Reproduce every line of the entries below, but rescale each point coordinate in the answers by multiplying it by 2.55 and rounding to a whole number, with halves rounded up. Omit the pictures from your output.

[Object location annotation data]
>> start

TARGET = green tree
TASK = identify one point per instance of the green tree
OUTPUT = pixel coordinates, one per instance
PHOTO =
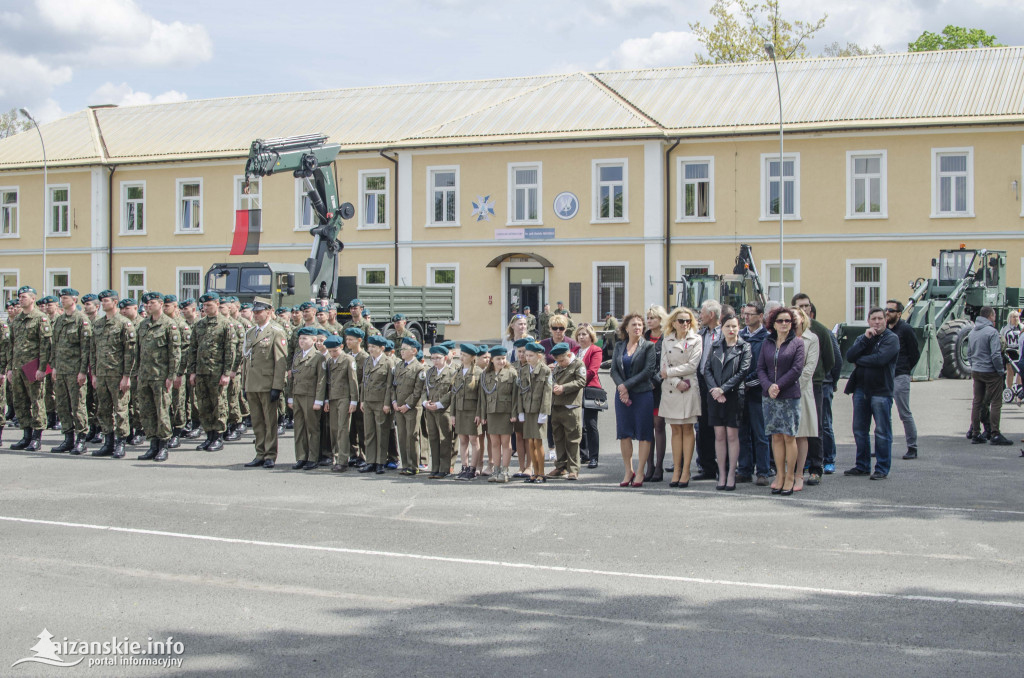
(952, 37)
(741, 37)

>> end

| TASK RESPONSE |
TARGET = green tree
TASK = identify one point per instance of the green tree
OUTPUT = pixel coordinates, one per instance
PHOTO =
(2428, 94)
(1890, 94)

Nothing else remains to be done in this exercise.